_WRITTEN TASKS:_
(A) Rewrite the dog training text from "Big training day" up to and including "double land retrieves.", putting "downhill marks" in place of "uphill marks".
(B) Answer these questions from the dog training text:
(i) How many singles make up the Started test?
(ii) Through how many decoys did the judges make the dogs swim on the first day?
(iii) On what date did gdgli post about the big training day?

Last weekend Riot and Lucy were in NAHRA tests. Riot was in Started. Started is 5 singles. I don't think any are farther than 75 or 100 yards. 3 on land 2 on water. Riot was awesome both days. His line manners are excellent and his force fetch is done well. He is a very good boy and returns to heel and looks out for the next bird right away. Good boy. Both days he passed land easily. First day we went to water. For some crazy reason the judges thought that the dogs should have to swim through 10 decoys. Not on the side of the area, but swim through the decoys. Many dogs got caught on the lines attaching the decoys to the weights. Many dogs retrieved decoys because the ducks were falling beyond the decoys. Huge distraction. Riot being the over achiever he is, retrieved not just his 2 ducks, but 3 decoys also. So unfortunately he didn't pass. But he did a great job of bringing those decoys all the way to the line, weights and all. The next day Riot again easily passed land. At the water, he just couldn't figure out how to get past the islands and peninsulas to get to the bird. The photos below are the water. It was very marshy and hard for him to figure out how to navigate. He needed a little help, and then he figured it all out. Getting help though meant he didn't pass. I like running NAHRA with young dogs, they really help out with your dog and make sure all the dogs have success and learn. Plus the dogs get to continue on even if they were no longer in contention. Great training for Riot. Below are water photos from the second day. The weather was perfect and the bugs were few. Riot is definitely doing well and I think this was an excellent training opportunity. I will post his second day land series on YouTube.


----------



## gdgli (Aug 24, 2011)

Big training day for us today. 

Buffy---walking singles, land blinds; next area water blinds and more land blinds; next area double and a blind.

Thor---walkaway singles, uphill marks; next area started decheating water, simple water double; next area double land retrieves.

_RECORDED INFORMATION:_
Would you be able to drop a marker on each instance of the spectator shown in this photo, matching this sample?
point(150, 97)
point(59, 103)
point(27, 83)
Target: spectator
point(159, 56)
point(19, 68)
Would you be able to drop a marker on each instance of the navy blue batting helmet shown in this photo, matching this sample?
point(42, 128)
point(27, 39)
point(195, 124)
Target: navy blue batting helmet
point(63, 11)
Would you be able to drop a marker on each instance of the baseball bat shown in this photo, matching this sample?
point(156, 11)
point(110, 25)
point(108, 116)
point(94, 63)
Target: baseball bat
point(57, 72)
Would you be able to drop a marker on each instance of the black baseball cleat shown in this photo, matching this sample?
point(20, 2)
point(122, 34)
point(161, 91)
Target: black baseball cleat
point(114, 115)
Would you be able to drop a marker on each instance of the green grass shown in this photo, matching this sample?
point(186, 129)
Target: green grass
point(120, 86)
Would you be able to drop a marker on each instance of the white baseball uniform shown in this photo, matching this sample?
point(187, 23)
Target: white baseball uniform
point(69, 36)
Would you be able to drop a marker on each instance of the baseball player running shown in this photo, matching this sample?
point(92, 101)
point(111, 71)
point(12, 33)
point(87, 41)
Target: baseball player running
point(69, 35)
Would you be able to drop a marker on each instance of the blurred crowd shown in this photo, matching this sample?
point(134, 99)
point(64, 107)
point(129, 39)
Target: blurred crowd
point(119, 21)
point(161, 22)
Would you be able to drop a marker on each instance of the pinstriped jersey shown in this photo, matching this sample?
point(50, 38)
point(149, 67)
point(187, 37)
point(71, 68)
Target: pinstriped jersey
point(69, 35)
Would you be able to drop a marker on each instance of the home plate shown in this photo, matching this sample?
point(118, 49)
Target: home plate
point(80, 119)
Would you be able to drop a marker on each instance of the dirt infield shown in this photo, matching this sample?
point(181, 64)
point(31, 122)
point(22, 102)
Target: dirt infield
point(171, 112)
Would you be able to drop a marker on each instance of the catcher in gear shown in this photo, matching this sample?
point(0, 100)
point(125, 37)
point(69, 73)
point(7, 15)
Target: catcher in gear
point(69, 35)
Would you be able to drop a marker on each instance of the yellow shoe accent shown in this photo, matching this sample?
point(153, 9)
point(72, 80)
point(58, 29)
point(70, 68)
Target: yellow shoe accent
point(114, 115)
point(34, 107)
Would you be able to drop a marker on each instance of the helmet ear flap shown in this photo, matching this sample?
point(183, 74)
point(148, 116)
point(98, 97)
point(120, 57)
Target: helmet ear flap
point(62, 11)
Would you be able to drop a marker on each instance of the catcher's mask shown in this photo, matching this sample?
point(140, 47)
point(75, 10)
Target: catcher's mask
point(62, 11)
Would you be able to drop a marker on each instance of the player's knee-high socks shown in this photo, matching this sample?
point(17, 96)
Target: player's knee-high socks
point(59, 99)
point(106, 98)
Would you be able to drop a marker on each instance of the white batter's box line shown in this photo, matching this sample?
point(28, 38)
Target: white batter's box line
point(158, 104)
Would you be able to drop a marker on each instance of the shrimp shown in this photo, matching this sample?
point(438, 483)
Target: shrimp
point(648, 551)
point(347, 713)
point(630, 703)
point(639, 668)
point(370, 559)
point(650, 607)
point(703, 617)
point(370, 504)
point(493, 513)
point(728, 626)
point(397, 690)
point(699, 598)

_ANSWERS FOR THE EXERCISE:_
(A)
Big training day for us today. 

Buffy---walking singles, land blinds; next area water blinds and more land blinds; next area double and a blind.

Thor---walkaway singles, downhill marks; next area started decheating water, simple water double; next area double land retrieves.

(B)
(i) 5 singles
(ii) 10 decoys
(iii) Aug 24, 2011